Pointing dataset excerpts:
(begin)

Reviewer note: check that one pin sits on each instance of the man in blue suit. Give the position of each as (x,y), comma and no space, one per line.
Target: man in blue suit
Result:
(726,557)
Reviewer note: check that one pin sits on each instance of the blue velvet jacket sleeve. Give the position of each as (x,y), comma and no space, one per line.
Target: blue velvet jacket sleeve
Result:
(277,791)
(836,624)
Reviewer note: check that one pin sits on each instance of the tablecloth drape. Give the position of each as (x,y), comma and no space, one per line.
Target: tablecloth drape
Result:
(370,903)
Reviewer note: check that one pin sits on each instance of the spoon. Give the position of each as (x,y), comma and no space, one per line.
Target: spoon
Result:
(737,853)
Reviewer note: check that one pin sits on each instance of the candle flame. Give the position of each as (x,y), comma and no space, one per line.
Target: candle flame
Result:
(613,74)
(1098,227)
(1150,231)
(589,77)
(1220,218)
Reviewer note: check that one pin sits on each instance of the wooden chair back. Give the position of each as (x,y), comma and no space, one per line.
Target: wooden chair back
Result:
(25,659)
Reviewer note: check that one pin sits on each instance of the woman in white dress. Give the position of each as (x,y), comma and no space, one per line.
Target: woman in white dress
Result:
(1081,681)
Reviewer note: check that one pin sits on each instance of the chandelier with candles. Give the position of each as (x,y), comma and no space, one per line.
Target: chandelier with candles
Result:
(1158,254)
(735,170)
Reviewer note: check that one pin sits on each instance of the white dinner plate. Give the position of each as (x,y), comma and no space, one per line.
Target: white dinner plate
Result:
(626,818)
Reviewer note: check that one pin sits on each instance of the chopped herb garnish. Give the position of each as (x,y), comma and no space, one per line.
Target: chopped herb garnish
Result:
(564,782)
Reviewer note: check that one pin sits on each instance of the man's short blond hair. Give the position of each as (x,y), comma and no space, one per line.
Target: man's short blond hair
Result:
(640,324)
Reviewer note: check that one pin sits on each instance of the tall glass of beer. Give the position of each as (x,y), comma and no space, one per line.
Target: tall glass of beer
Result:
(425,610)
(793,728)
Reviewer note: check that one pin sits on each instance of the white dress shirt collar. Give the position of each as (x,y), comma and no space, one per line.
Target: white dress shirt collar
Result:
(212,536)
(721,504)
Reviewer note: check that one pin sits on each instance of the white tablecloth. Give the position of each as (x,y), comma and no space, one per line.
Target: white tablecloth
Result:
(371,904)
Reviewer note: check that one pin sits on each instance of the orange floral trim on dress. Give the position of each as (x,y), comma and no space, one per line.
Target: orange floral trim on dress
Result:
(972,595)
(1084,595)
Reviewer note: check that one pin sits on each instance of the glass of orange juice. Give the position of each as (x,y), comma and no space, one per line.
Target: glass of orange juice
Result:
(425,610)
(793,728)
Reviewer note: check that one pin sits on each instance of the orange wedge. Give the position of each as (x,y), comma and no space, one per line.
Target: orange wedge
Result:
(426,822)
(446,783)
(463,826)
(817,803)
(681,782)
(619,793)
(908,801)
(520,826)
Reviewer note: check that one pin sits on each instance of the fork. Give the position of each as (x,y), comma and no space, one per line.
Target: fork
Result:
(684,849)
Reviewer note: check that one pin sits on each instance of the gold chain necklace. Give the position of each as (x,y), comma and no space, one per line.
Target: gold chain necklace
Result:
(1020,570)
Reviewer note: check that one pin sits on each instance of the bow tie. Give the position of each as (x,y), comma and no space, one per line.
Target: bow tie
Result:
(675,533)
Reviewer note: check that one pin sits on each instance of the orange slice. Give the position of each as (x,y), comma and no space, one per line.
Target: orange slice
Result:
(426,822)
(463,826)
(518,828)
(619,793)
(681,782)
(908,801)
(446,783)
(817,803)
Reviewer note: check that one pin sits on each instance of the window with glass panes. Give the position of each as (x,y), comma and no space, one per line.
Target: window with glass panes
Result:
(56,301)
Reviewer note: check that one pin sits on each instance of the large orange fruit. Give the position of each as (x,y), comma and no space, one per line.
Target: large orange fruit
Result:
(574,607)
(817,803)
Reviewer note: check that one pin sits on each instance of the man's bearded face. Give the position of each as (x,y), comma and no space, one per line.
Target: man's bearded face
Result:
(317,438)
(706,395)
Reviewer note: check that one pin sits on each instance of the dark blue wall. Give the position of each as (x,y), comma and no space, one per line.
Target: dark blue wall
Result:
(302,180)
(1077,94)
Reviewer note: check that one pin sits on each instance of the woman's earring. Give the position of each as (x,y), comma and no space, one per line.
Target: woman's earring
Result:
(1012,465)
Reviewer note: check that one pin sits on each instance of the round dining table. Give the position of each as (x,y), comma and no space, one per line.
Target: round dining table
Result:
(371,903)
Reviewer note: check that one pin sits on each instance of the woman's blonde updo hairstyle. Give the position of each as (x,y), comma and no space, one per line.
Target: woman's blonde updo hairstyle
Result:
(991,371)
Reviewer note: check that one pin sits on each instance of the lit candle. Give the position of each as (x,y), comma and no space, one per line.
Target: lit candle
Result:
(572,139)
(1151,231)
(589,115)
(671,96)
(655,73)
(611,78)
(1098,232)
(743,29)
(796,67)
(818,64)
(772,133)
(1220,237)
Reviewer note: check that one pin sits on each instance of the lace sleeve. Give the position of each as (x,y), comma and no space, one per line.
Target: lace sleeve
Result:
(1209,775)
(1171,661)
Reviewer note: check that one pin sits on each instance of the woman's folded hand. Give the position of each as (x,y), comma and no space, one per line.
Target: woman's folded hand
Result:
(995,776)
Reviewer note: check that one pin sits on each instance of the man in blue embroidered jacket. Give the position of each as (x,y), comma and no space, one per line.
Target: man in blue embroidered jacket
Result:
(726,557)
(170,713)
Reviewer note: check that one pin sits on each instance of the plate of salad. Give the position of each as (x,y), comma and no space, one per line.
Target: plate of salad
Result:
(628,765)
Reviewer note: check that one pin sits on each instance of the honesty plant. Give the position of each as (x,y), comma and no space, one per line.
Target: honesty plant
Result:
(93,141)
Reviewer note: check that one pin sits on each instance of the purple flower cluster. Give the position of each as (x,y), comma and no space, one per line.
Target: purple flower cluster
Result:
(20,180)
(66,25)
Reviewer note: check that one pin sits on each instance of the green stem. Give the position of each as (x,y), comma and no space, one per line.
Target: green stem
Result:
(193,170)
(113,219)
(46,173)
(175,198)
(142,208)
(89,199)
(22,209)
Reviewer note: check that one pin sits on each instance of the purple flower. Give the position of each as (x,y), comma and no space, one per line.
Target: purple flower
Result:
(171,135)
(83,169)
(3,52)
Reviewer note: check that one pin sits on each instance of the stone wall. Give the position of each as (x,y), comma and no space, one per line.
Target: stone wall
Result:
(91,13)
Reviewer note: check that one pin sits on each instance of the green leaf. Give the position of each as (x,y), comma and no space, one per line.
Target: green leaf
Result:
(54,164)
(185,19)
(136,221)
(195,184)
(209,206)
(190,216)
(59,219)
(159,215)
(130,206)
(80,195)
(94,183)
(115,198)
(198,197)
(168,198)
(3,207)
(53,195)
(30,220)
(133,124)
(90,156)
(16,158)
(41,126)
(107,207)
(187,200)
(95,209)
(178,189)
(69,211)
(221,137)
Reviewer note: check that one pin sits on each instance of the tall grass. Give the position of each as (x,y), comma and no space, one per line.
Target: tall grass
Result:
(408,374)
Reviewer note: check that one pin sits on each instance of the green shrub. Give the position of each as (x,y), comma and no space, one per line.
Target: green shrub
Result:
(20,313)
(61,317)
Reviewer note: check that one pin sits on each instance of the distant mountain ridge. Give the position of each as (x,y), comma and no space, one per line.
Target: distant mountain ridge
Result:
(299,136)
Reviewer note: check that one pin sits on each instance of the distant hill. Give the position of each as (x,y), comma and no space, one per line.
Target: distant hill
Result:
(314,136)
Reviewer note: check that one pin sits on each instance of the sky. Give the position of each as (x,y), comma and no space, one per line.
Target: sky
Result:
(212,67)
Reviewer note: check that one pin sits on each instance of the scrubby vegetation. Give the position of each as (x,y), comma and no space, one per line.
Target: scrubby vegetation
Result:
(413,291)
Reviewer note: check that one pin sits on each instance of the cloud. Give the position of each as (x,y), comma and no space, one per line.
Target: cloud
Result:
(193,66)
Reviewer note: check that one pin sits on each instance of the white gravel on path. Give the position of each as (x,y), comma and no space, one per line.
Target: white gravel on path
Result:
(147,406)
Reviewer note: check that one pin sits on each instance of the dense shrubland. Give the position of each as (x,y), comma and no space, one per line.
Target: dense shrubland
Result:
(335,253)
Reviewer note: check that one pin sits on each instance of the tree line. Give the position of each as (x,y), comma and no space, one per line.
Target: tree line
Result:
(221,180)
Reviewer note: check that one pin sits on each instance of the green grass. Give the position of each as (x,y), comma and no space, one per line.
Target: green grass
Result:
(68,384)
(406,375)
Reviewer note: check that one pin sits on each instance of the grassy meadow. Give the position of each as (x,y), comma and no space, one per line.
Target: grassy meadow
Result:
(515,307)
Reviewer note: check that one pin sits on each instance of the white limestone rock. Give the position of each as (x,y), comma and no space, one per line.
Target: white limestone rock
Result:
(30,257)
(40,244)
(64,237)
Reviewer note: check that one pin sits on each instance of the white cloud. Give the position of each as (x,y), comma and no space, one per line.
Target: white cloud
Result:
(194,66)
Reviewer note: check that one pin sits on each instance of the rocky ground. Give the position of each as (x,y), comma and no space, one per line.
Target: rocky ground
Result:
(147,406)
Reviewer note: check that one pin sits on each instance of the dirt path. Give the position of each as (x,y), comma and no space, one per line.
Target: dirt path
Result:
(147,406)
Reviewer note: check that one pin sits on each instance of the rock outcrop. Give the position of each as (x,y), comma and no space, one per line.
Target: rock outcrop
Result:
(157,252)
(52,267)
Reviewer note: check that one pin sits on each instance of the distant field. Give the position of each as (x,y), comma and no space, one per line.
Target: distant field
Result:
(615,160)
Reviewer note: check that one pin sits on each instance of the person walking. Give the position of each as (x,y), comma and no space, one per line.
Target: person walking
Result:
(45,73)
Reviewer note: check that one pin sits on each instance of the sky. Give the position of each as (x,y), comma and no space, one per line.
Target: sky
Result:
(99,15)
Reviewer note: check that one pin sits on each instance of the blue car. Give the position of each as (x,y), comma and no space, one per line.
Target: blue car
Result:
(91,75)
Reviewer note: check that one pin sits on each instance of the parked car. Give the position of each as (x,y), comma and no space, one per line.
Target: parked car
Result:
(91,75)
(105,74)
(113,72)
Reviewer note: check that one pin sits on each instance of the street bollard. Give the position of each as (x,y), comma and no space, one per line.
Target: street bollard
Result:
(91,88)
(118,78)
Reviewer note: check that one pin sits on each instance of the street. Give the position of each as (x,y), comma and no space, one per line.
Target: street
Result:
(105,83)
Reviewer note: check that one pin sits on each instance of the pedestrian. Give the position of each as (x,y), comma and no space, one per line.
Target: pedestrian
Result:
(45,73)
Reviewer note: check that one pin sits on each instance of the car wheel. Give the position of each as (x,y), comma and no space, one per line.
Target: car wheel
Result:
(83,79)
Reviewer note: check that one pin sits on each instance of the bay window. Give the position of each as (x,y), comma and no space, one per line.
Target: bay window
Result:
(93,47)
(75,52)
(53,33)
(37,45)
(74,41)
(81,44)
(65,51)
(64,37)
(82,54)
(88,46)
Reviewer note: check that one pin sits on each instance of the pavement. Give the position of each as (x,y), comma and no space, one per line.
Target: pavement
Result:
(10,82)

(end)

#### Required task
Return the lines above, from the one containing "the blue car." to the end, exactly as they stand.

#### Response below
Reviewer note: check that one pin sits on each instance of the blue car. Give the position of each as (x,y), comma and no space, one per line.
Target: blue car
Result:
(91,75)
Reviewer note: check that one pin sits on each instance of the parked car. Give the position of each as (x,y), comma and no space, one per line.
Target: parked car
Result:
(91,75)
(105,74)
(113,72)
Reviewer note: check that one pin sits on each instance of the street bollard. Give the position of each as (x,y), comma and no space, one per line.
Target: street bollard
Result:
(91,88)
(118,78)
Reviewer note: check that one pin sits on each instance of the street. Give the position of each as (x,y), comma and no space, one per line.
Target: street
Result:
(105,83)
Reviewer note: check that one pin sits on each instance of the pedestrian. Give the position of each as (x,y), comma and no space, one per line.
Target: pedestrian
Result:
(45,73)
Reviewer note: check that one pin sits on each instance of the car wheel. Give the position of each as (x,y), comma and no space, one per line.
Target: car wheel
Result:
(83,79)
Reviewer note: check that one pin sits on each instance of the bay window. Give the position of each as (x,y), comma and no space, one per line.
Target: bay window
Result:
(93,47)
(75,52)
(53,33)
(37,45)
(74,41)
(81,44)
(65,51)
(64,37)
(82,54)
(88,46)
Reviewer note: check that one pin sits on each instance of the pavement. Give the position of each as (x,y), comma and no space, one per line.
Target: pavement
Result:
(10,82)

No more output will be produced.